* What is expected
Reproduce every record below exactly as it appears.

[Location identification entries]
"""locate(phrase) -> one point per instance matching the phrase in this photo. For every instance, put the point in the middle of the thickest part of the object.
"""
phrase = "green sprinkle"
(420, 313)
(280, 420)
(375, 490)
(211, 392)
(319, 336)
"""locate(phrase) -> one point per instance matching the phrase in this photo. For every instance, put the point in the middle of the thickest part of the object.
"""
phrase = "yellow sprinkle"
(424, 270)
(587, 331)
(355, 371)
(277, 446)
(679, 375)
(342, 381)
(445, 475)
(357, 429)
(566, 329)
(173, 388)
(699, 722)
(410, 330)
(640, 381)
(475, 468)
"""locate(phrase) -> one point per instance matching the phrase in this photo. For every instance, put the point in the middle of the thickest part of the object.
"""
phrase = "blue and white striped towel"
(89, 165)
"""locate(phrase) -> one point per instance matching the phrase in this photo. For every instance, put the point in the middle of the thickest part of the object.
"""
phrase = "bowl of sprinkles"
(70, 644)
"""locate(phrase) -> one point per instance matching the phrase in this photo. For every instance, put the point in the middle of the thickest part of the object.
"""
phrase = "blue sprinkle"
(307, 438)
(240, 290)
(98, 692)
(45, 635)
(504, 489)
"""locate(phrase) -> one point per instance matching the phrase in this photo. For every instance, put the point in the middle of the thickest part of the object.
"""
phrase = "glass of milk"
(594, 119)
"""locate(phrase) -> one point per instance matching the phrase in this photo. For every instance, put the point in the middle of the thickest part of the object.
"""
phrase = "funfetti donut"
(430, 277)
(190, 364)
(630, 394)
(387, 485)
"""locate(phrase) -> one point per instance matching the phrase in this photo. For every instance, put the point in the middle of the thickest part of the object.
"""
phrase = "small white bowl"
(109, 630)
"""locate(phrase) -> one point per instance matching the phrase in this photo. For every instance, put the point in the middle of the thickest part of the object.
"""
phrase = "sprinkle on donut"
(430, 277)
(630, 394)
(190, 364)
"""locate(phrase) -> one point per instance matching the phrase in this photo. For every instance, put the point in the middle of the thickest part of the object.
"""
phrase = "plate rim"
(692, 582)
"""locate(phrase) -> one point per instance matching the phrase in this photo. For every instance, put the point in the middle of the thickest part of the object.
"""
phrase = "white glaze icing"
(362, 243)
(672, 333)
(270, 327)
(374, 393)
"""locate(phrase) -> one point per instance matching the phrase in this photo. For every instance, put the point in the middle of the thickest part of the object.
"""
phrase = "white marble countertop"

* The reply
"""locate(phrase) -> one point per instance matching the phrase in this photo. For every instance, put the point in the middle of the thickest part of the object.
"""
phrase = "green sprinkle"
(420, 313)
(280, 420)
(375, 490)
(211, 392)
(319, 336)
"""locate(phrase) -> one point per instance matching the phrase in this photo. For every instance, put the point in the middle of the thickest part of the object.
"""
phrase = "yellow sprinkle"
(424, 270)
(587, 331)
(355, 371)
(277, 446)
(679, 375)
(342, 381)
(445, 475)
(357, 429)
(566, 329)
(173, 388)
(699, 722)
(410, 330)
(640, 381)
(475, 468)
"""locate(phrase) -> one point per instance matching the phrase in this photo. For every instance, put the point in the middle of the thickest part of the object.
"""
phrase = "blue and white striped towel"
(89, 165)
"""locate(phrase) -> one point per instance matching the phrase in this photo. For every instance, put the point in the middle of the thickest part of the object.
"""
phrase = "bowl of sprinkles"
(70, 644)
"""locate(phrase) -> one point per instance matching the phrase in this photo. For every instance, put the point in the middle of the thickest part of the object.
"""
phrase = "blue sprinkle"
(307, 438)
(240, 290)
(98, 692)
(45, 635)
(504, 489)
"""locate(phrase) -> one point per instance matching the phrase in this photo. For every instance, put the point in the middle of the thickest part of the object.
"""
phrase = "glass of milk"
(594, 119)
"""locate(phrase) -> one point per instance matching the phrase in this photo. For every instance, put the point in the middle of the thickest part of the object.
"""
phrase = "funfetti donut"
(430, 277)
(190, 364)
(630, 394)
(387, 485)
"""locate(phrase) -> one point per instance matching the phrase in this photo. For every instance, put the point in the middle of the thickest part of the object.
"""
phrase = "small white bowl"
(109, 630)
"""locate(phrase) -> one point per instance matching the phrase in this photo. For every instance, put the point in the middle of the thickest part of the object.
"""
phrase = "sprinkle on donut"
(430, 277)
(630, 394)
(190, 364)
"""locate(phrase) -> one point per instance matching the phrase in this photo. For every instance, put the point in the middle of the thickest part of the object.
"""
phrase = "plate rim"
(692, 582)
"""locate(phrase) -> one point per instance matching the phrase in this photo. For every instance, put the point in the middle of the thickest part of the object.
"""
phrase = "white glaze icing"
(362, 243)
(672, 333)
(270, 327)
(374, 393)
"""locate(phrase) -> one point per instance matching the phrase in this photo. For every instance, put the point in the middle of the thickest part of the object.
"""
phrase = "white marble countertop"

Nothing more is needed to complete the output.